## Given task 1
Identify each line in the records below that contains the word "television", and copy those lines.
## Given task 2
Continue the document clustering notebook below from the point where it stops.

## Document passage
↓
# Table of Contents

* [4 General Functions (Review)](#general_functions)
    * [4.1 Functions to Save and Open Variables](#open_save)
* [5 Document Clustering](#document_clustering) 
    * [5.1 k-Means Clustering](#k_means)
    * [5.2 Density-based Spatial Clustering of Applications with Noise (DBSCAN)](#dbscan)
    * [5.3 Balanced Iterative Reducing and Clustering using Hierarchies (Birch)](#birch)
    * [5.4 Affinity Propagation](#prop)

# General Functions <a id='general_functions'></a>

## Functions to Save and Open Variables <a id='open_save'></a>

Since it is not uncommon for a machine learning task to take a long time it is good practice to save variables that may be needed in the future. This can be achieved by using the [pickle](https://docs.python.org/3/library/pickle.html) module. This package allows a variable up to 4gb to be saved. This limitation is why the 'metrics' variables are saved as individual items instead of a dictionary.

In [1]:
# Save variables to file
import pickle

def save_var(variable_name):
    """ Saves the variable with the provided variable name 
         in the global namespace to the ./vars folder 
         with the provided same name """
    
    with open('./vars/' + variable_name,'wb') as my_file_obj:
        pickle.dump(globals()[variable_name], my_file_obj, protocol=pickle.HIGHEST_PROTOCOL)

def save_var_list(variable_name_list):
    """ Saves each variable with the provided variable name 
         in the global namespace to the ./vars folder 
         with the provided same name """
    for name in variable_name_list:
        with open('./vars/' + name,'wb') as my_file_obj:
            pickle.dump(globals()[name], my_file_obj, protocol=pickle.HIGHEST_PROTOCOL)
↑
## Boundary annotation records
↓
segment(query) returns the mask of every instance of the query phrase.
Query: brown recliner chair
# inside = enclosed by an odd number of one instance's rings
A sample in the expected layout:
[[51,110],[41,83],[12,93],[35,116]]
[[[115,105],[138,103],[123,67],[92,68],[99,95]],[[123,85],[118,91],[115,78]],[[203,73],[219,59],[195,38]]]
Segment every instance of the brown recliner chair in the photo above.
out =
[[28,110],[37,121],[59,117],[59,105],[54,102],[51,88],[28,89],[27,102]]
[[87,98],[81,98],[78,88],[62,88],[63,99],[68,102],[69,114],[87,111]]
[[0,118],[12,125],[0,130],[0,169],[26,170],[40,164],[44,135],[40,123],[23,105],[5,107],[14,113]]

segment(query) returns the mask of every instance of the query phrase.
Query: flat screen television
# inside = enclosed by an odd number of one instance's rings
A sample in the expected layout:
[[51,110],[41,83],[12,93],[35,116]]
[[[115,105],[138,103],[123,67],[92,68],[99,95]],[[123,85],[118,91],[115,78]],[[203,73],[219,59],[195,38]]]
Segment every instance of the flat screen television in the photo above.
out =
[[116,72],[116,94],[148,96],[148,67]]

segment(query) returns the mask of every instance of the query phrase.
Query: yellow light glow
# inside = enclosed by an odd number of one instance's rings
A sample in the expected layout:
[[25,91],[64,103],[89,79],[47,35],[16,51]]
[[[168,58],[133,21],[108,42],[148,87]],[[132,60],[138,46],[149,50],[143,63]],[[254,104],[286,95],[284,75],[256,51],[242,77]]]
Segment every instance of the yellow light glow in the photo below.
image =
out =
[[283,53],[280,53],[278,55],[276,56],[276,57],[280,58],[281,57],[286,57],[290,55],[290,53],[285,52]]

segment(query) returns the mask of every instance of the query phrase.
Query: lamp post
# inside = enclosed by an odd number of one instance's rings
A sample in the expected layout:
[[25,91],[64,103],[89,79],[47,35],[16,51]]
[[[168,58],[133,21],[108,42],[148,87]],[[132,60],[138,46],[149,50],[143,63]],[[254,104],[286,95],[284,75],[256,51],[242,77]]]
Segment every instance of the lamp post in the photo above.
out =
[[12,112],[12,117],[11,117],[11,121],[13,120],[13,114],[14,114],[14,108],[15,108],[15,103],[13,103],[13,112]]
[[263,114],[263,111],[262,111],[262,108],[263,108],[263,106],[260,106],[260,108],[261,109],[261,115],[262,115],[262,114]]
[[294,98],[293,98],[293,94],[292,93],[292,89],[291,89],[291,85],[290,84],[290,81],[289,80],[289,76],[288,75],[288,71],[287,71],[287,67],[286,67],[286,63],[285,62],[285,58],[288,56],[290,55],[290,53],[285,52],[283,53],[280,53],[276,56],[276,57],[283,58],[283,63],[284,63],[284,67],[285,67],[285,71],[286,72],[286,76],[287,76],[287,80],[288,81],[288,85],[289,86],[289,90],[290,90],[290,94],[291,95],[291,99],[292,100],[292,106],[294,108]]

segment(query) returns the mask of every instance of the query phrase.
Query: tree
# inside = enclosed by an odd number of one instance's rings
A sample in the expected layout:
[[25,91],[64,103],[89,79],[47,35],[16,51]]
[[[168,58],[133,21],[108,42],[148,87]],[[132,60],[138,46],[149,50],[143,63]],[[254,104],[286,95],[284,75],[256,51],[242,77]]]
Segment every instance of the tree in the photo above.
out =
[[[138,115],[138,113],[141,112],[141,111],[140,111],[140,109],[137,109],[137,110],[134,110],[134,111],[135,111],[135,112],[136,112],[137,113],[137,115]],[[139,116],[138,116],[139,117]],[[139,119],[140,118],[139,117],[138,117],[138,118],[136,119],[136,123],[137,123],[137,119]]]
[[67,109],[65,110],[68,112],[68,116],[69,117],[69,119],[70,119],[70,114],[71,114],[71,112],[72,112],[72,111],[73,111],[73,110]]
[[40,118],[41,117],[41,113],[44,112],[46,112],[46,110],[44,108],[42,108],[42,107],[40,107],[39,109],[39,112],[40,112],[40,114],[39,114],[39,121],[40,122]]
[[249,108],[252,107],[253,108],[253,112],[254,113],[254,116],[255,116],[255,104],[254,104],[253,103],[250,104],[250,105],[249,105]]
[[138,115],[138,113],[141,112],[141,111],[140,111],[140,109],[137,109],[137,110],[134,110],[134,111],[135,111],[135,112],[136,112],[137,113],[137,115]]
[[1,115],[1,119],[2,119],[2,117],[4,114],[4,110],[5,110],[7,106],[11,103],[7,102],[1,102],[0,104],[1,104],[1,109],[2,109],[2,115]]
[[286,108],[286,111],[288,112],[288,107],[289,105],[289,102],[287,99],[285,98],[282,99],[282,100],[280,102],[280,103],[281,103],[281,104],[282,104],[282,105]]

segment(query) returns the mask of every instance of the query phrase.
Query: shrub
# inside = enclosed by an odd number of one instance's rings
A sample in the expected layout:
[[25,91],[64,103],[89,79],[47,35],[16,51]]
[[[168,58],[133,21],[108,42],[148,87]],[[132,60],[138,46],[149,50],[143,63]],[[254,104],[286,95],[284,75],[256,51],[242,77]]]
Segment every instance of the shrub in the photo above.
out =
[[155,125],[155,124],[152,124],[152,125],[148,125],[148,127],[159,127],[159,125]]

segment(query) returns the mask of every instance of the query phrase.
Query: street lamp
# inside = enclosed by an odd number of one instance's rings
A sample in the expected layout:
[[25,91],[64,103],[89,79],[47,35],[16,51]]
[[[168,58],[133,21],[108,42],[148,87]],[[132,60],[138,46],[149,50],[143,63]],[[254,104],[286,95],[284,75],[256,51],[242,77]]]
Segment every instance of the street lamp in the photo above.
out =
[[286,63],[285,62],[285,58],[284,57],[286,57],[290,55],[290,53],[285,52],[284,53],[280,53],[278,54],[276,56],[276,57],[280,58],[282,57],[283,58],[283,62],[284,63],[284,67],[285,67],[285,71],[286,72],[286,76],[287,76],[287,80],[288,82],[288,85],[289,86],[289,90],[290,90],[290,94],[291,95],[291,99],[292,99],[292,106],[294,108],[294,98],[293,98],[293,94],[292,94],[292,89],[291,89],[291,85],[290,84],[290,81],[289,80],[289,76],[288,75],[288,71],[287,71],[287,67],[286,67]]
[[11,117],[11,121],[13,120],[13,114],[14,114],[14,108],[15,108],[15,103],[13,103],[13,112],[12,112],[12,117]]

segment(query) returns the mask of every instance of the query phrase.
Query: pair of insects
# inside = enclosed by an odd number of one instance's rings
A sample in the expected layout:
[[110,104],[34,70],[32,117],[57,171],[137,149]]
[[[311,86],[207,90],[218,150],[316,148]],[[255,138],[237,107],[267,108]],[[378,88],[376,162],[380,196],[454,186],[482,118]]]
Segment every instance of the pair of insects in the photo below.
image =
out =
↑
## Task output 1
Query: flat screen television
Segment every instance of the flat screen television in the photo above.

## Task output 2
def open_var(file_name):
    """ Returns the variable saved with the provided 
         file name located in the ./vars folder"""
    
    file_object = open('./vars/' + file_name,'rb')  

    loaded_var = pickle.load(file_object)
    
    return loaded_var

def open_var_list(file_name_list):
    """ Loads a variable corresponding to each file name
         in file_name_list to the global namespace. """
    
    for file_name in file_name_list:
        globals()[file_name] = open_var(file_name)

In [2]:
%%time
# Load Datasets
class Dataset_Part:
    """ Represents a dataset with attributes
         data and target """
    
    data = None
    target = None
    def __init__(self, X, y):
        self.data = X
        self.target = y

open_var_list(['mnist_train', 'mnist_test', 'rcv1_train', 'rcv1_test'])

CPU times: user 175 ms, sys: 1.02 s, total: 1.2 s
Wall time: 4.43 s


In [4]:
%%time
open_var_list(['scores_NB_rcv1', 'scores_Mult_NB', 'scores_Gauss_NB', 'scores_Bern_NB','scores_SVM_mnist', 
               'scores_kNN_mnist', 'scores_DT_rcv1', 'scores_DT_mnist'])

In [3]:
%%time
open_var_list(['clf_SVM_mnist', 'pred_SVM_mnist', 'scores_SVM_mnist', 'confidence_SVM_mnist', 'metrics_SVM_mnist'])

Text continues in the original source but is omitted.